#### Extract to read ####

Horrified, I went into the kitchen to escape and wound up having a conversation with a guy I had seen several times and who I had always thought was cute. He asked me a question about a set of salt and pepper shakers I had that Jon hated. He said they were cool and asked where I got them and when I answered, he really listened to me. I thought to myself, “THIS is the kind of guy I want to marry.” But somehow that thought didn’t make it from my head to my heart. I went back out and pretended that everything was OK with Jon. 

Things finally came to a head one night in December. I don’t remember anymore what we were fighting about. It could have been anything. For his denouement, Jon started talking in a British accent, took off his shoe, threw it at me, and left. 

Stunned, I stood rooted to the spot for a good 5 seconds before I burst out laughing and fell to the floor in exhaustion. “Oh my god!” I said out loud to no one, “He’s just fucking crazy!” This obvious truth finally hit me, along with the shoe, two years after the craziness had started. 

The irony of this whole relationship was that he wound up leaving me the next day. I don’t know that I wouldn’t have broken up with him, but he beat me to the draw. I was still processing the fact that he was truly insane and none of the things he had ever accused me of had been my fault. 

This revelation may seem obvious to an outside observer. During this same time, I saw friends in horrible relationships and I encouraged them to leave. I could see their patterns, but I couldn’t see my own.

####

#### What needs to be done
In the personal account above, what did Jon throw at the narrator before he left on that night in December?

#### Record excerpts ####

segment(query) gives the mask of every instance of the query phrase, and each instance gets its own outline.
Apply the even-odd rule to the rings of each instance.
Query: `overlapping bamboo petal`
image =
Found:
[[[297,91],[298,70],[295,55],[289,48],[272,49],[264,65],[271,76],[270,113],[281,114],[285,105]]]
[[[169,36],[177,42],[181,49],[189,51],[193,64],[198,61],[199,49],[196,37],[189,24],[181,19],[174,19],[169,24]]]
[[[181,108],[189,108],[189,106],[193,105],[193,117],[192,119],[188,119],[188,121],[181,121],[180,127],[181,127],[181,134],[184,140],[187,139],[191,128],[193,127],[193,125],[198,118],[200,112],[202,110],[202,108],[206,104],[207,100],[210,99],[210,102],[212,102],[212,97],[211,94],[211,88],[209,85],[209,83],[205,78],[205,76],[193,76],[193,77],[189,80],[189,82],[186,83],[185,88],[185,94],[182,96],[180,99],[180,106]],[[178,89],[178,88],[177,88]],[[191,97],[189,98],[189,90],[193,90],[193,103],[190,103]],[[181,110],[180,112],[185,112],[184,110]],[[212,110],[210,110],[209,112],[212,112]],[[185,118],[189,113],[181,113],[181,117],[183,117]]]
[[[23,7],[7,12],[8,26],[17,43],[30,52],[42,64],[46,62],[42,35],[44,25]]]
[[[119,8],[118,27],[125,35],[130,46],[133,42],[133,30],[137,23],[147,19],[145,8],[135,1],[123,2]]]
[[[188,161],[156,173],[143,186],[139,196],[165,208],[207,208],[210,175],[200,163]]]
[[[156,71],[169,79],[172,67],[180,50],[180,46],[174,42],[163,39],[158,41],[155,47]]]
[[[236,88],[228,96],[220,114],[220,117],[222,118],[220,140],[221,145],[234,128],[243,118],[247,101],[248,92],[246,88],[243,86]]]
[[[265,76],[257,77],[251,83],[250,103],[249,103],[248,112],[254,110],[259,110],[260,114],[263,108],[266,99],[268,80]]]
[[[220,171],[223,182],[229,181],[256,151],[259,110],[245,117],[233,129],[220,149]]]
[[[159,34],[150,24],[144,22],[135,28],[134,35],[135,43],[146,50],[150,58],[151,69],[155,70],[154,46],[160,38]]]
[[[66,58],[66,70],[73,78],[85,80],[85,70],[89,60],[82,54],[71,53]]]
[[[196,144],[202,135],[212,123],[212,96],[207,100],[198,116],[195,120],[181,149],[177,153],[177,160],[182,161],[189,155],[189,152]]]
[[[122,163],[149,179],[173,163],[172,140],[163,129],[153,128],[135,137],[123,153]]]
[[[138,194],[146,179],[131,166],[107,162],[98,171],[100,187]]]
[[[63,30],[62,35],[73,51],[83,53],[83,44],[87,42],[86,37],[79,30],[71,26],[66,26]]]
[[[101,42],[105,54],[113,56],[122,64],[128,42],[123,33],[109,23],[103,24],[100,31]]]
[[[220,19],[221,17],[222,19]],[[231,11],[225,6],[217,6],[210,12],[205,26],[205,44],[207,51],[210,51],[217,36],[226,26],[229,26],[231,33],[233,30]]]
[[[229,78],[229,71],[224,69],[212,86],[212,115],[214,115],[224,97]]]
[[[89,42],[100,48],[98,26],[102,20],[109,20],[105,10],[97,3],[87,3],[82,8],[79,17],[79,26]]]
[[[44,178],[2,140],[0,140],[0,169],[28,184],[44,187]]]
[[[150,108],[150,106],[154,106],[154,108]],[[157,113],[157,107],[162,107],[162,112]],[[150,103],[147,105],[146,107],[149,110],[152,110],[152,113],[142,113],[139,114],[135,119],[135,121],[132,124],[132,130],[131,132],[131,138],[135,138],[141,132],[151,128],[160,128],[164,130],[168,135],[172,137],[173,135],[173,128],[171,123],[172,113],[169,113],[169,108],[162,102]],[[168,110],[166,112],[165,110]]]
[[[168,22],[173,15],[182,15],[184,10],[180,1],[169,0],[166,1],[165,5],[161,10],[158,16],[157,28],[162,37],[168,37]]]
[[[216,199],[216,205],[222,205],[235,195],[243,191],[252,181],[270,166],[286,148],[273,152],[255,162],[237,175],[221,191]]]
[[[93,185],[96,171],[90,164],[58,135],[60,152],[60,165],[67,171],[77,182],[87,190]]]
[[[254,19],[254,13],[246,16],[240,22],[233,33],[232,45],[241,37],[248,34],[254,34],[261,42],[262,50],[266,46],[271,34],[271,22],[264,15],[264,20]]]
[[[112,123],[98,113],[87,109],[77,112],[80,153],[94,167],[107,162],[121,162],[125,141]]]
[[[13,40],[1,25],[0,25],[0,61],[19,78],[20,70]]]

####

#### Answer for the task
His shoe.